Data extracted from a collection
◇ ◇ ◇ ◇ ◇
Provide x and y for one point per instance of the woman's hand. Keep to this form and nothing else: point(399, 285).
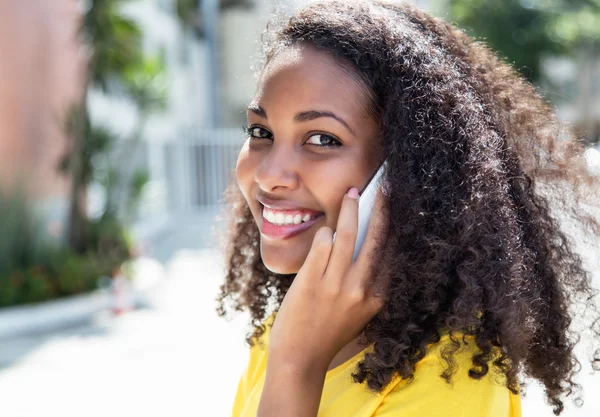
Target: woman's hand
point(329, 303)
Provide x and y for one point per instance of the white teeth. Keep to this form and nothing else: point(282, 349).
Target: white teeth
point(279, 218)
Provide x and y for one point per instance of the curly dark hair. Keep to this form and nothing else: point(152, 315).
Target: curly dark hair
point(476, 160)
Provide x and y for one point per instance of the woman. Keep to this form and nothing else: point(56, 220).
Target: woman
point(464, 281)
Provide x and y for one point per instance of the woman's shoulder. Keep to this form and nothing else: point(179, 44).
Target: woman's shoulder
point(429, 393)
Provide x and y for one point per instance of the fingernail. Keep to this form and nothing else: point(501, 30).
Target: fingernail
point(353, 192)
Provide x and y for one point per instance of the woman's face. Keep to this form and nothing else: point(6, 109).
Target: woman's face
point(311, 140)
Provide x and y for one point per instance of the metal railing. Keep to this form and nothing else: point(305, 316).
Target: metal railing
point(191, 172)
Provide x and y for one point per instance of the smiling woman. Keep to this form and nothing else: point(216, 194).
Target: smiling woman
point(309, 140)
point(465, 281)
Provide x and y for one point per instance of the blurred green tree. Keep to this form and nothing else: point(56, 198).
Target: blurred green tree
point(188, 12)
point(523, 31)
point(116, 65)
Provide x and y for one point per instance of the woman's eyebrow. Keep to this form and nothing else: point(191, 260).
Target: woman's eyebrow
point(304, 116)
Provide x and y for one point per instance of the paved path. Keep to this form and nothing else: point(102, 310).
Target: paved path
point(176, 358)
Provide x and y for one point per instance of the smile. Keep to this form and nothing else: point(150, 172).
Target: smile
point(283, 224)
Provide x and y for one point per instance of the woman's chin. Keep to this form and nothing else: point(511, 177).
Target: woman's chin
point(281, 263)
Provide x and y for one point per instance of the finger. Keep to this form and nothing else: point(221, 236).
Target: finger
point(318, 256)
point(345, 236)
point(375, 234)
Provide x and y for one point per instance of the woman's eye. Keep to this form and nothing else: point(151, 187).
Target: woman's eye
point(321, 139)
point(256, 132)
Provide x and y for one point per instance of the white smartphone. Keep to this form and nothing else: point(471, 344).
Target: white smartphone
point(366, 202)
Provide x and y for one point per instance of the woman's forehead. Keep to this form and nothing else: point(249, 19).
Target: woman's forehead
point(298, 77)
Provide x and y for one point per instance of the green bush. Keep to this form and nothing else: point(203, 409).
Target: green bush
point(34, 269)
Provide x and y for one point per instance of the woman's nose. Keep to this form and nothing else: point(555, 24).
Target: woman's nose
point(277, 169)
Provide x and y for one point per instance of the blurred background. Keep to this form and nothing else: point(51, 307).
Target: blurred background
point(119, 129)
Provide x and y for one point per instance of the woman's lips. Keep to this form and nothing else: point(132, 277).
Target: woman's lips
point(277, 232)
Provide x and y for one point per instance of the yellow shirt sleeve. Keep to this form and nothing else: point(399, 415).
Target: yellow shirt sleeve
point(250, 375)
point(429, 394)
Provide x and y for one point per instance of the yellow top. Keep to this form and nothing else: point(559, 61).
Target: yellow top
point(427, 395)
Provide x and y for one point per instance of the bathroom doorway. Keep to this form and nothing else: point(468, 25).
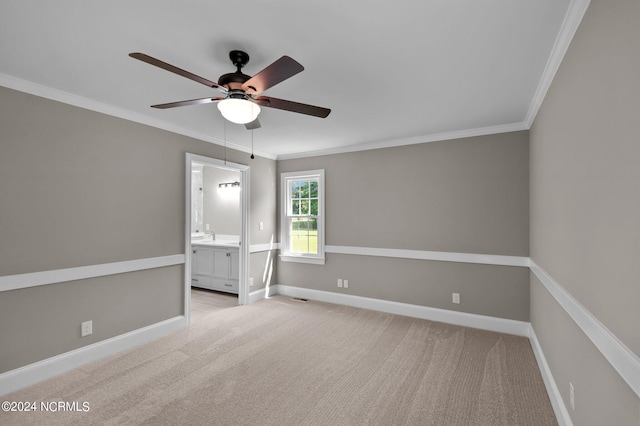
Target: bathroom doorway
point(216, 229)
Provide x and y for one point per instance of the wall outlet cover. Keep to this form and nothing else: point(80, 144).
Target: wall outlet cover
point(86, 328)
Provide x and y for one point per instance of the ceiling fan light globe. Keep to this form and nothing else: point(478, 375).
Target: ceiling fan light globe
point(239, 111)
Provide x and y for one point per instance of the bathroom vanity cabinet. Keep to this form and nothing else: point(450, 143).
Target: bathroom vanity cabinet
point(215, 267)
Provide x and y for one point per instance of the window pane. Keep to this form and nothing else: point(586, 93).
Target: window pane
point(304, 235)
point(295, 189)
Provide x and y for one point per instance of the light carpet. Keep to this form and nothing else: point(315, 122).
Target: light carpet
point(283, 362)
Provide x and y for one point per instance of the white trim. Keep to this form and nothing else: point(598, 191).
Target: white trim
point(313, 260)
point(559, 408)
point(487, 259)
point(32, 279)
point(19, 378)
point(623, 360)
point(415, 140)
point(285, 177)
point(501, 325)
point(92, 105)
point(257, 248)
point(572, 19)
point(245, 179)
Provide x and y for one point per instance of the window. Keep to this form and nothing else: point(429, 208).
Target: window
point(302, 230)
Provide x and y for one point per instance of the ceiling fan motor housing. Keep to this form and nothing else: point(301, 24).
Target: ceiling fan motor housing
point(235, 80)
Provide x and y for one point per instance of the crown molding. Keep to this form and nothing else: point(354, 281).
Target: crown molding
point(414, 140)
point(92, 105)
point(572, 19)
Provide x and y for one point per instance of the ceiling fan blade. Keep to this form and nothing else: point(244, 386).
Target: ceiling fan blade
point(165, 66)
point(316, 111)
point(185, 103)
point(255, 124)
point(275, 73)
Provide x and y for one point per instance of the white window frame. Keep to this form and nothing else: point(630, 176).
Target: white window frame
point(286, 254)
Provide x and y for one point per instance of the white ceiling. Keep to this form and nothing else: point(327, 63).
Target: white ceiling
point(392, 72)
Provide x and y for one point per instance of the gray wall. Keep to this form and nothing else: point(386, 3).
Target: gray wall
point(585, 208)
point(80, 188)
point(467, 195)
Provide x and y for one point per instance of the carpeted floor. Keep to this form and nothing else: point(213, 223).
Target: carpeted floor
point(283, 362)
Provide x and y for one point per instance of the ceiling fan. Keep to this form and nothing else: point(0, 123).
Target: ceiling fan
point(242, 101)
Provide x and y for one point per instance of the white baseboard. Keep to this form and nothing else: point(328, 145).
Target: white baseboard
point(501, 325)
point(621, 358)
point(559, 408)
point(19, 378)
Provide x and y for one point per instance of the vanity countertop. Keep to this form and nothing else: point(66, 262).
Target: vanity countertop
point(215, 243)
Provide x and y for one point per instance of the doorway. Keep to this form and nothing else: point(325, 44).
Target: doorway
point(235, 246)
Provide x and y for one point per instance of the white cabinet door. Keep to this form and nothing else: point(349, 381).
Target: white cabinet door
point(201, 261)
point(234, 264)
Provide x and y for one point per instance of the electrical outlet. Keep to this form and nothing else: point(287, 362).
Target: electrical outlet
point(86, 328)
point(572, 397)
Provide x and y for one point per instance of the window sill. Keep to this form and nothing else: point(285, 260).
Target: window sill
point(302, 259)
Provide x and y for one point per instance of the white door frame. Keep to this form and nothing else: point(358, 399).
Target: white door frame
point(243, 281)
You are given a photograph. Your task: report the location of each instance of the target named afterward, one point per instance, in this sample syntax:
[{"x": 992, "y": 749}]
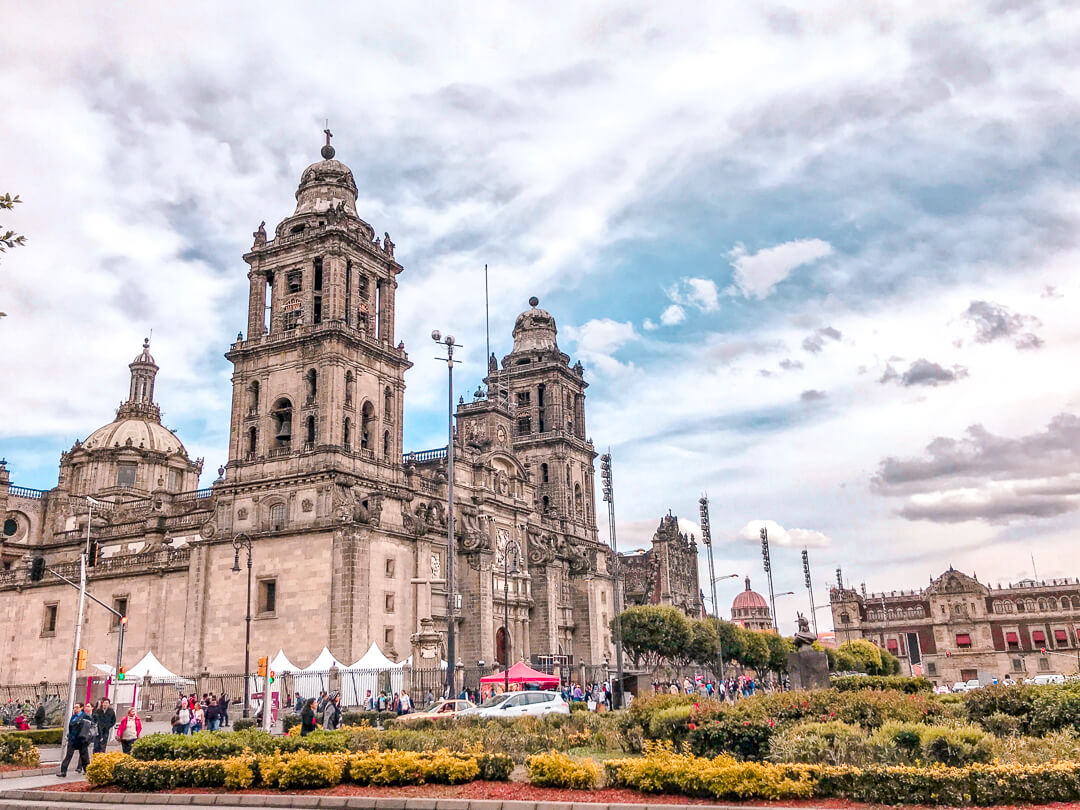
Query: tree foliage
[{"x": 9, "y": 238}]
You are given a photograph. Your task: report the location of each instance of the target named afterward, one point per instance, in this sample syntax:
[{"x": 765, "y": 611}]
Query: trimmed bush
[
  {"x": 99, "y": 770},
  {"x": 15, "y": 750},
  {"x": 40, "y": 737},
  {"x": 899, "y": 683},
  {"x": 555, "y": 769}
]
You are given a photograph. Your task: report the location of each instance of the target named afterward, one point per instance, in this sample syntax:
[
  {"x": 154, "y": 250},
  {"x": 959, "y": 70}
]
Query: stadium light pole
[{"x": 450, "y": 606}]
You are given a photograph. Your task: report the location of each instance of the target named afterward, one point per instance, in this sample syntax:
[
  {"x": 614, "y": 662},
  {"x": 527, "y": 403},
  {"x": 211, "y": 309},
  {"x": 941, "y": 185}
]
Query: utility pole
[
  {"x": 450, "y": 545},
  {"x": 768, "y": 569},
  {"x": 806, "y": 577},
  {"x": 706, "y": 538},
  {"x": 608, "y": 483}
]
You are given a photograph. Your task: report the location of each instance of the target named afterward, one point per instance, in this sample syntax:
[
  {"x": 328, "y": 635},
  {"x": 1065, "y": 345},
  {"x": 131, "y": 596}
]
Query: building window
[
  {"x": 268, "y": 596},
  {"x": 49, "y": 620},
  {"x": 277, "y": 516},
  {"x": 125, "y": 474},
  {"x": 120, "y": 605}
]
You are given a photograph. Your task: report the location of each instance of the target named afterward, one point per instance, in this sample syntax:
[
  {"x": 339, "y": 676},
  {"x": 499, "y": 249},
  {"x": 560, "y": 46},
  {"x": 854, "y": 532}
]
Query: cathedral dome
[
  {"x": 324, "y": 185},
  {"x": 748, "y": 601},
  {"x": 535, "y": 329},
  {"x": 135, "y": 432}
]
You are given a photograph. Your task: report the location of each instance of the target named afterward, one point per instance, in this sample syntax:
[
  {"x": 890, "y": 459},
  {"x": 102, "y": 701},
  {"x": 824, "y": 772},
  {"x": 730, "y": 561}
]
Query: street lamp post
[
  {"x": 244, "y": 541},
  {"x": 450, "y": 549},
  {"x": 616, "y": 574},
  {"x": 505, "y": 609}
]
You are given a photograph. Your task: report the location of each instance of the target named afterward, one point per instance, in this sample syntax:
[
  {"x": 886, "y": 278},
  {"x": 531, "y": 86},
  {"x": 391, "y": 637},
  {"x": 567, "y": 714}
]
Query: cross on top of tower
[{"x": 327, "y": 150}]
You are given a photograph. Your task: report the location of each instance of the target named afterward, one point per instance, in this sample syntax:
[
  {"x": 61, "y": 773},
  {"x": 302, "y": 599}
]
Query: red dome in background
[{"x": 748, "y": 599}]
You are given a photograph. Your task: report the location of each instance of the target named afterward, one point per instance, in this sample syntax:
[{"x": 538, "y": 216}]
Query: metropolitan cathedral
[{"x": 348, "y": 529}]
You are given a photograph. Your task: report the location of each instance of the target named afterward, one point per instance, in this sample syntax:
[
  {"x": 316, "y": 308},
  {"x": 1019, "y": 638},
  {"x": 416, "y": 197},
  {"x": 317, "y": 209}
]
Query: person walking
[
  {"x": 105, "y": 718},
  {"x": 332, "y": 713},
  {"x": 80, "y": 736},
  {"x": 308, "y": 717},
  {"x": 129, "y": 730}
]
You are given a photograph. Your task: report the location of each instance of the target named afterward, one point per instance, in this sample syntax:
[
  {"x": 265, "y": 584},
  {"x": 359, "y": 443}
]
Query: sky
[{"x": 819, "y": 264}]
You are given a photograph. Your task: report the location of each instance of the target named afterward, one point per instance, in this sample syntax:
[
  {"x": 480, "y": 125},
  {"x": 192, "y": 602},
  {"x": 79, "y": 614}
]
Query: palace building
[
  {"x": 348, "y": 528},
  {"x": 959, "y": 629}
]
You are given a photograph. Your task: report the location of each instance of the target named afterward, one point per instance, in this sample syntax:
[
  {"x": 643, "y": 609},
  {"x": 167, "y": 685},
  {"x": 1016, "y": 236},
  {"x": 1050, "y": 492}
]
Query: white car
[{"x": 521, "y": 704}]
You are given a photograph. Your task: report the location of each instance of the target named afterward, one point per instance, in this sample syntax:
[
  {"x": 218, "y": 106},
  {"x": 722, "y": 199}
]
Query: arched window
[
  {"x": 277, "y": 516},
  {"x": 282, "y": 415},
  {"x": 366, "y": 417}
]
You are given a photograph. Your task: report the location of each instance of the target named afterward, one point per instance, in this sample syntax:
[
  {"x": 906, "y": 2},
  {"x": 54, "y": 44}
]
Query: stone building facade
[
  {"x": 348, "y": 528},
  {"x": 959, "y": 629},
  {"x": 665, "y": 574}
]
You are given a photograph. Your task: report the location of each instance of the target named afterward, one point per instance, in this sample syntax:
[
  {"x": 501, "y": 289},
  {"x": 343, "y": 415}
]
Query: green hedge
[
  {"x": 40, "y": 737},
  {"x": 724, "y": 778},
  {"x": 900, "y": 683}
]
◇ ◇ ◇ ◇ ◇
Pictures excluded, repeat the records exactly from their opening line through the line containing "else: point(216, 194).".

Provide x and y for one point per instance of the woman's hand. Keep to this form and nothing else: point(399, 285).
Target: woman's hand
point(329, 303)
Provide x and y for one point per instance of the white teeth. Keep to this form and nothing else: point(282, 349).
Target: white teeth
point(279, 218)
Provide x and y for one point per instance of the curly dark hair. Keep to this form and nothing else: point(152, 315).
Target: curly dark hair
point(476, 160)
Provide x and y for one point per instance of the woman. Keep to this form and nothing else: point(56, 220).
Target: woman
point(464, 281)
Provide x and y for one point per instance of the woman's shoulder. Keep to this form and nothing else: point(179, 44).
Target: woman's shoulder
point(429, 393)
Provide x and y for one point per instance of the fingernail. Keep to this form and nothing else: point(501, 30).
Target: fingernail
point(353, 192)
Provide x and y for one point per instance of the woman's face. Keep to this form and nothing else: point(6, 109).
Target: woman's face
point(311, 140)
Provide x and y for one point per instance of the metal railing. Keep to this form and nothing else: point(305, 316).
Target: metal railing
point(191, 172)
Provide x and y for one point per instance of the smiling woman. Keep to this form and nothing else: point(216, 194).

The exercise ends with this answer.